* [Texte extrait]:
>>>>>
En plus des publications qui font la promotion des autres faux profils, les personnes associées aux comptes du réseau se répondent même parfois dans les commentaires des publications, donnant l’impression qu’il s’agit de vraies personnes. Les administrateurs de ce réseau ne gèrent pas tous ces comptes pour s’amuser. Mais pourquoi se donner autant de mal?

Je me suis dit que c’était fort probablement une question d’argent. En effet, certaines publications envoyaient des liens menant vers des sites frauduleux, où on nous demandait d’entrer nos informations bancaires. Toutefois, j’ai émis l’hypothèse que ces profils servaient aussi à faire de la sextorsion. C’est ce que le reportage de Corde sensible a permis de prouver.

Bref, tout indique que ce vaste réseau sert à attirer les hommes et à les diriger vers différentes tentatives de fraude. En analysant la structure du réseau, j’ai pu comprendre que les faux profils y jouent différents rôles. Tous coopèrent à leur façon pour créer un immense piège, qui trie les victimes sur le volet, en vue de trouver les cibles les plus vulnérables.

Il serait assez improbable qu’une seule personne puisse gérer l’ensemble des faux profils du réseau. Il s’agit d’ailleurs fort probablement de plusieurs réseaux interreliés, qui se promeuvent mutuellement pour créer un terreau fertile à l’escroquerie.

Selon ce que j’ai pu déterminer, une partie du réseau provient du nord de la France et de la Belgique. Un autre semble émaner de l’Espagne. Toutefois, le plus gros d’entre eux vient du sud de la France, près de Marseille.

Voici comment il fonctionne.

Une silhouette d'un visage de femme, illustrant une photo de profil Facebook.

Chapitre 2
«Qui veut discuter en privé?»
La structure du réseau

Illustration d'un téléphone de type iPhone qui agit comme une trappe à souris, avec le logo de l'application Messenger servant d'appât.
Illustration d'un téléphone de type iPhone qui agit comme une trappe à souris, avec le logo de l'application Messenger servant d'appât.

Le fonctionnement

Les faux profils du réseau peuvent se décliner en trois catégories : les comptes sources, les comptes appâts et les comptes chasseurs.
<<<<<
* [Extraits des données]:
>>>>>
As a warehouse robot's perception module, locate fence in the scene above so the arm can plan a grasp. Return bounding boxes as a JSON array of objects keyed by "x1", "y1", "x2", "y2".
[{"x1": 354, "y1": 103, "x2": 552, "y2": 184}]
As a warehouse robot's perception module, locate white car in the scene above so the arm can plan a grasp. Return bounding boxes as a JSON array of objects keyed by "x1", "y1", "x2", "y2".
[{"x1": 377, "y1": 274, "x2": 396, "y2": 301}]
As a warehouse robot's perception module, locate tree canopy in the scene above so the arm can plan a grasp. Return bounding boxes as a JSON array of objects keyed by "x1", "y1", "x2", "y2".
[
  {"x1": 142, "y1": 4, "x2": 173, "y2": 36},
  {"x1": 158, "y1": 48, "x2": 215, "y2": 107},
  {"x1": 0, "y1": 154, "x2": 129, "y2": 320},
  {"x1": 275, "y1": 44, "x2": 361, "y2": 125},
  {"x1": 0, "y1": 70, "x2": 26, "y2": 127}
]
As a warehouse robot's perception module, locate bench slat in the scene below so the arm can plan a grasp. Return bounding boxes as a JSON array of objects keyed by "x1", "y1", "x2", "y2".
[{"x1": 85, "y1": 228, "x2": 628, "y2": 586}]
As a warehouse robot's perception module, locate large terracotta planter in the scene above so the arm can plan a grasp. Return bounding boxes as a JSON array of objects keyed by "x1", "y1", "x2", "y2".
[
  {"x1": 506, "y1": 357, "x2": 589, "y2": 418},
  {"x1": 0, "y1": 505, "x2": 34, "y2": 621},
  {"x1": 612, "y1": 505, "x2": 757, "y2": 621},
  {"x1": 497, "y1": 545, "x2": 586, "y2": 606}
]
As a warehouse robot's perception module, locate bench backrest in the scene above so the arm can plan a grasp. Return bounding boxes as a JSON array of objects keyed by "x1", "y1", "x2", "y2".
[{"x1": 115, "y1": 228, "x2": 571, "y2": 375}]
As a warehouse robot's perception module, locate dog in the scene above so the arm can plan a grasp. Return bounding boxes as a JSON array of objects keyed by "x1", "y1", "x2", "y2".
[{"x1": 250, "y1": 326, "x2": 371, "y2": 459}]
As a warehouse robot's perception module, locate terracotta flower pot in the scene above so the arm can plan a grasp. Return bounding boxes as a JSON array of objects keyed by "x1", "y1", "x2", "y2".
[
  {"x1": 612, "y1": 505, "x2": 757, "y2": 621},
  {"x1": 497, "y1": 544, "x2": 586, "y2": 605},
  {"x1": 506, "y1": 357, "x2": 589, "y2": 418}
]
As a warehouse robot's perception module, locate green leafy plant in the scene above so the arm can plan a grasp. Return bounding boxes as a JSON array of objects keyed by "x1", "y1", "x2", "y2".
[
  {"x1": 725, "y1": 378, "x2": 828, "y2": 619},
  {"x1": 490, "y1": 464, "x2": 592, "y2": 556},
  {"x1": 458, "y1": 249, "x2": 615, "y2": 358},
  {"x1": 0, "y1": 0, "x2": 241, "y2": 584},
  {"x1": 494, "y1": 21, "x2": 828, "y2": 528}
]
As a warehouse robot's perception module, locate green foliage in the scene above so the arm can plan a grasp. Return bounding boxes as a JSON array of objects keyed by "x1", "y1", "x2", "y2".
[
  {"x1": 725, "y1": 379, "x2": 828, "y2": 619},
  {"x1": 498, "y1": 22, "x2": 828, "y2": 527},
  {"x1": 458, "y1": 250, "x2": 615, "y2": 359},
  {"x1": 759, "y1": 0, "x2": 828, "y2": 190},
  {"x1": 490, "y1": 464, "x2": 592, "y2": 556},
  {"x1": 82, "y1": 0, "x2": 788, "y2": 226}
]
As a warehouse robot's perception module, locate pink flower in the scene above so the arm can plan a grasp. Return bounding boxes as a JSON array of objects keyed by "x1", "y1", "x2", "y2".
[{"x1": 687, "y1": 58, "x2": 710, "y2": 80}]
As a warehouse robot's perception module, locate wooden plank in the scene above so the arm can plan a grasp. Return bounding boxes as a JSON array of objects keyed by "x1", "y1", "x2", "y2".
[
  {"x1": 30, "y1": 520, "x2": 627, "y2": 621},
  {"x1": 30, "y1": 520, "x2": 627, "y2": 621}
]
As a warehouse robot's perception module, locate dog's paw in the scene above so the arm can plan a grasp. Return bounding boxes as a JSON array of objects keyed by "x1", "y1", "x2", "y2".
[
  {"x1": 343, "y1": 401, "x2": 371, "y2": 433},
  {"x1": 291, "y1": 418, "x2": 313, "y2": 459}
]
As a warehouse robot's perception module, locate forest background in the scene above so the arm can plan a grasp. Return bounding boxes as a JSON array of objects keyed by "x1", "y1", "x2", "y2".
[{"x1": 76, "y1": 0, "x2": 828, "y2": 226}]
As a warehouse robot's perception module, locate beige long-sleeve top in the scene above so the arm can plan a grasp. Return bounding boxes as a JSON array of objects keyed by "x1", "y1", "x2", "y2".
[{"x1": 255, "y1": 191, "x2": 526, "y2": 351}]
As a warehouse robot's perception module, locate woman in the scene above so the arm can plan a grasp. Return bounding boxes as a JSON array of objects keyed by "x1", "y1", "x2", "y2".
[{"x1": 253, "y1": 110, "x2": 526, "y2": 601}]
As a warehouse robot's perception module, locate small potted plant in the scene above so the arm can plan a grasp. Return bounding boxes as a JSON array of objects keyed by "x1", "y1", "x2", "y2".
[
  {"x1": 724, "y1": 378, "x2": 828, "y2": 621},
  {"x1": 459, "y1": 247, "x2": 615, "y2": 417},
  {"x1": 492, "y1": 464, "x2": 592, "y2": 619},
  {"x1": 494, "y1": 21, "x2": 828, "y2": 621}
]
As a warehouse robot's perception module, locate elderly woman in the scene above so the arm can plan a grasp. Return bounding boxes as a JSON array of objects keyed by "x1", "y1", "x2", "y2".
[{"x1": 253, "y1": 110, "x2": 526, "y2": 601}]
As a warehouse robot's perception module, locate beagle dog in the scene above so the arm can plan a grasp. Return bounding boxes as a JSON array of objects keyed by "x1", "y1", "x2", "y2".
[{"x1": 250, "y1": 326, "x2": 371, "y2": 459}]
<<<<<
* [Action requise 1]:
Citez le passage du texte extrait qui commence aux mots « Selon ce que » et s'arrête après les mots « près de Marseille. ».
* [Action requise 2]:
Selon le texte extrait, en quelles catégories se répartissent les faux profils du réseau ?

* [Réponse fournie 1]:
Selon ce que j’ai pu déterminer, une partie du réseau provient du nord de la France et de la Belgique. Un autre semble émaner de l’Espagne. Toutefois, le plus gros d’entre eux vient du sud de la France, près de Marseille.

* [Réponse fournie 2]:
- les comptes sources
- les comptes appâts
- les comptes chasseurs